Where the line with "the form [137,130]." appears below, start writing out lines exactly, and finish with the line with "the form [558,248].", which is included; write out nothing else.

========================

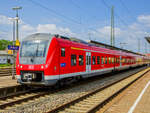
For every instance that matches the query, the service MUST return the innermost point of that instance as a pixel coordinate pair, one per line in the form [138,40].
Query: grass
[5,65]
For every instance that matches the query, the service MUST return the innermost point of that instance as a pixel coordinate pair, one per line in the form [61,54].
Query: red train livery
[45,59]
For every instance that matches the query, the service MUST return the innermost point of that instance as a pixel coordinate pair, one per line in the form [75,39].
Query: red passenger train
[45,59]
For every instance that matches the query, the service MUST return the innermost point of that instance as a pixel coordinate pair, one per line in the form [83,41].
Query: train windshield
[35,48]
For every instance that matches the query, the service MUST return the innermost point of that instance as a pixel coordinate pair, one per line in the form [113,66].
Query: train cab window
[80,60]
[105,60]
[94,60]
[98,59]
[63,52]
[73,60]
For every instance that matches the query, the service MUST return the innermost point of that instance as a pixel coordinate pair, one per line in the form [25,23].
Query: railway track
[24,96]
[91,102]
[7,71]
[31,98]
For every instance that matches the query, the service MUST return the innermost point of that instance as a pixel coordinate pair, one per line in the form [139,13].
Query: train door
[88,62]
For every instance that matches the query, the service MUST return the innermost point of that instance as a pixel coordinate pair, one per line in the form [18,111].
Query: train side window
[109,60]
[94,60]
[80,60]
[63,52]
[89,60]
[98,59]
[73,60]
[112,60]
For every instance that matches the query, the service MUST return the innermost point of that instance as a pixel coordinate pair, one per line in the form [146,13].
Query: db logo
[31,67]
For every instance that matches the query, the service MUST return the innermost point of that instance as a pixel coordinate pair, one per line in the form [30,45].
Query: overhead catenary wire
[61,15]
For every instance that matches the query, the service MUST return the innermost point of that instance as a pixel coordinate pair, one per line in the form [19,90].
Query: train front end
[31,59]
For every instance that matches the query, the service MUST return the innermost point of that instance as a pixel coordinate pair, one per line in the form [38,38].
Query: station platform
[7,81]
[135,99]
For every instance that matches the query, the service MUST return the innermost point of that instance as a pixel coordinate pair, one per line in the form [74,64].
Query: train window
[98,59]
[94,60]
[105,60]
[102,60]
[109,60]
[73,60]
[112,60]
[80,60]
[63,52]
[87,60]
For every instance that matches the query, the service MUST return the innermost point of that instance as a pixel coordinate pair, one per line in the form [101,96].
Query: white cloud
[5,20]
[144,19]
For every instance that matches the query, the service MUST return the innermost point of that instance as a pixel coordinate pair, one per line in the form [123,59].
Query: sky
[84,19]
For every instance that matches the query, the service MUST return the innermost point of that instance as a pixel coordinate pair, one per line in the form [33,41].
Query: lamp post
[17,32]
[13,20]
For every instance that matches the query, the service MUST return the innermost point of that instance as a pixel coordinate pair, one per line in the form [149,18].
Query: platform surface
[135,99]
[7,81]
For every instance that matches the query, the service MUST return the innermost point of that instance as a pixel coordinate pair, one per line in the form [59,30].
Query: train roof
[40,36]
[94,45]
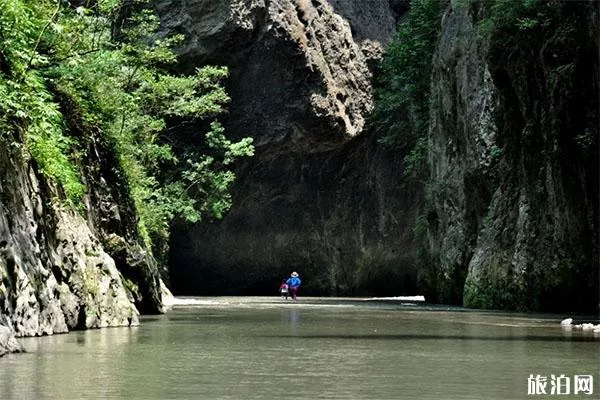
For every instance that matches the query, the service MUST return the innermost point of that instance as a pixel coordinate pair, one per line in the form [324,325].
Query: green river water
[315,348]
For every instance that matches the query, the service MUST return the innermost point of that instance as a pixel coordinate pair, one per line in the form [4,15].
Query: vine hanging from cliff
[107,57]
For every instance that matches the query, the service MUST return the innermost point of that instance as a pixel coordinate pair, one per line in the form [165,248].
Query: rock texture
[59,271]
[513,155]
[316,197]
[299,82]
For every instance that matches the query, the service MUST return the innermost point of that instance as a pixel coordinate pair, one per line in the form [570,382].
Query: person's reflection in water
[294,321]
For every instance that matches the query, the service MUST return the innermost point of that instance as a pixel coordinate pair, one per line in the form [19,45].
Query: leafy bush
[108,58]
[402,87]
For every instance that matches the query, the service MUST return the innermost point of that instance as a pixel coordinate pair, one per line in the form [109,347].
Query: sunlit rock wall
[317,197]
[514,166]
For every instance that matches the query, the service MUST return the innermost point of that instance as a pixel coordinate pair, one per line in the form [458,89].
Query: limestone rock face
[8,343]
[299,82]
[58,270]
[54,273]
[316,195]
[514,216]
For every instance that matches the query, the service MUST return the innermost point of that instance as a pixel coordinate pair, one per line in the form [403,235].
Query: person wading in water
[294,283]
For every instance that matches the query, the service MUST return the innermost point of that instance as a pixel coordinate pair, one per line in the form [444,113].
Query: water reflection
[239,348]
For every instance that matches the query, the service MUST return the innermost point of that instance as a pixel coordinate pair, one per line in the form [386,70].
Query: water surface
[267,348]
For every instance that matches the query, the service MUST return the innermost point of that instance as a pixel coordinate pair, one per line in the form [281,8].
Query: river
[315,348]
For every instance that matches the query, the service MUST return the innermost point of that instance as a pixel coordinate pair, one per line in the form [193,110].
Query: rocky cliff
[60,270]
[512,197]
[316,197]
[513,157]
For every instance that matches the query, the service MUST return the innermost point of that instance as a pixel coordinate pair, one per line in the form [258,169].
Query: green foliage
[403,85]
[25,102]
[108,58]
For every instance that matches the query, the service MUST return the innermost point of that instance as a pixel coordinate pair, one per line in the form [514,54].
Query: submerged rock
[8,343]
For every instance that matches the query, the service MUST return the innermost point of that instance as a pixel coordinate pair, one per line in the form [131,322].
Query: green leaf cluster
[108,57]
[28,113]
[403,84]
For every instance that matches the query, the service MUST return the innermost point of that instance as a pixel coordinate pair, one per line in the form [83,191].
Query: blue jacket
[294,281]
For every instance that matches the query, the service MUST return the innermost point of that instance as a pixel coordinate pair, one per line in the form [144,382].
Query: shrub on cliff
[109,59]
[402,87]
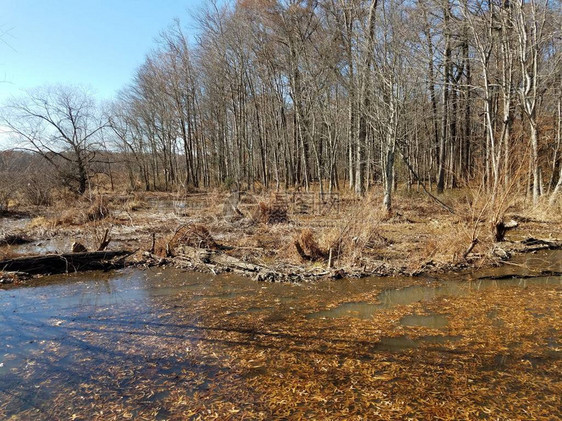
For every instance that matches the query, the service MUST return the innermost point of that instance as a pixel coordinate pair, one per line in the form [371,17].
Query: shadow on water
[70,332]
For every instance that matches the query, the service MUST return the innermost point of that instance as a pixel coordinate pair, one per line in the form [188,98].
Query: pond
[170,344]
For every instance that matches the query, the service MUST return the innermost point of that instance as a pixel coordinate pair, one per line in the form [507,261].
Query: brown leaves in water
[253,356]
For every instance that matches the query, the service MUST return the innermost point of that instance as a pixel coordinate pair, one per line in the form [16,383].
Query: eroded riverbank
[169,344]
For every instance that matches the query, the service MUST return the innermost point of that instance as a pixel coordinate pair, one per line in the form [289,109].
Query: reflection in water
[409,295]
[72,332]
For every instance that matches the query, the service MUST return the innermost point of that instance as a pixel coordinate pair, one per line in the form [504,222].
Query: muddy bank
[273,238]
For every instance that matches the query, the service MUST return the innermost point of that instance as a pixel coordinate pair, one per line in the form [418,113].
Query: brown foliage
[308,247]
[97,211]
[272,213]
[195,235]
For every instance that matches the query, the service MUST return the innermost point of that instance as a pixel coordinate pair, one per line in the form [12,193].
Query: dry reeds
[308,247]
[197,236]
[272,213]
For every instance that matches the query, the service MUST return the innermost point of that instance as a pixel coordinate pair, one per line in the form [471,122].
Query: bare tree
[62,125]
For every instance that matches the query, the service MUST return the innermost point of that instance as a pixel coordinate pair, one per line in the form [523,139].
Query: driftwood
[501,228]
[216,261]
[63,263]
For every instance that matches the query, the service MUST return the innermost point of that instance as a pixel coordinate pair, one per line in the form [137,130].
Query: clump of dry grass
[308,247]
[272,213]
[195,235]
[98,210]
[14,239]
[357,234]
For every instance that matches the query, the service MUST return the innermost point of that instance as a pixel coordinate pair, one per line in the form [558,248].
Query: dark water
[70,330]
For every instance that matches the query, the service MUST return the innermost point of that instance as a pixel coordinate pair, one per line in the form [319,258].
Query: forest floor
[288,236]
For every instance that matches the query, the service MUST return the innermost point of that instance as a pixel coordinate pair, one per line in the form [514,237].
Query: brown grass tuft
[195,235]
[308,247]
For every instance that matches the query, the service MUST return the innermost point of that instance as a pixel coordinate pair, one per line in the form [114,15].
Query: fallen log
[63,263]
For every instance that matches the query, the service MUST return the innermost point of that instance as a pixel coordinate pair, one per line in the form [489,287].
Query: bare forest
[415,144]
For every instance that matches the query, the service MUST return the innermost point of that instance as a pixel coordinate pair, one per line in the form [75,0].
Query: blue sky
[95,43]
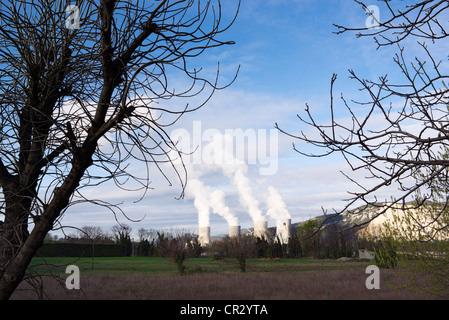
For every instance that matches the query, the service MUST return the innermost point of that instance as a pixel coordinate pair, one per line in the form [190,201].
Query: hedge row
[63,249]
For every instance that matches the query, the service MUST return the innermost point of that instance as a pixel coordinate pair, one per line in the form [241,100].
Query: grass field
[157,278]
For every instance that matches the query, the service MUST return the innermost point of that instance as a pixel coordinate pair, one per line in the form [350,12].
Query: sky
[286,52]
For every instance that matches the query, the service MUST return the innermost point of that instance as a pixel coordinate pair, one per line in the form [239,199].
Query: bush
[386,256]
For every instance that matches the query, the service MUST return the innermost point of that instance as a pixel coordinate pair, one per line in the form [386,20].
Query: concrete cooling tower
[234,231]
[283,229]
[204,236]
[261,229]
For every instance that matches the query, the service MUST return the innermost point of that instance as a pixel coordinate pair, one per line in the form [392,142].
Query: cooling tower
[204,236]
[234,231]
[283,227]
[261,229]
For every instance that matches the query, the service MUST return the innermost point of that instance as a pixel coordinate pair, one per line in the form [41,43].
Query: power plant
[283,229]
[282,233]
[261,229]
[204,235]
[234,231]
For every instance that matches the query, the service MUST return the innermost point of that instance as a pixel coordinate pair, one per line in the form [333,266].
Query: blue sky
[287,53]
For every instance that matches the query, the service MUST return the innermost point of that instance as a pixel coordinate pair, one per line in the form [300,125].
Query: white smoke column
[205,199]
[277,209]
[200,193]
[217,203]
[236,170]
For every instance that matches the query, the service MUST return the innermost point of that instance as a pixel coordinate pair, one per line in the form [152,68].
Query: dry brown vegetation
[285,282]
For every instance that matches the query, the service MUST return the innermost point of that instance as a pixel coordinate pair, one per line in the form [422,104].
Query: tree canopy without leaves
[80,102]
[397,137]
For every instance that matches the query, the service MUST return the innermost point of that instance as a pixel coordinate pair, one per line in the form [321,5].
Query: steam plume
[277,208]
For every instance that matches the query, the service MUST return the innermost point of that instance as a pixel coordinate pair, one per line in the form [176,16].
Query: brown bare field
[263,281]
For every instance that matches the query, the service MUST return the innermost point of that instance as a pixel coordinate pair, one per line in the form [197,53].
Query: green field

========================

§ Answer:
For every instance that matches the query, the service MUST return the innermost point of that instance as a pixel coordinate pair, one per line in the form [137,130].
Query: clump of dry grass
[308,247]
[272,213]
[195,235]
[98,210]
[14,239]
[357,234]
For every instance that matches the query, the service MUST return the innermost point of that instance as a pixel coordinate pair, one per line in the form [558,248].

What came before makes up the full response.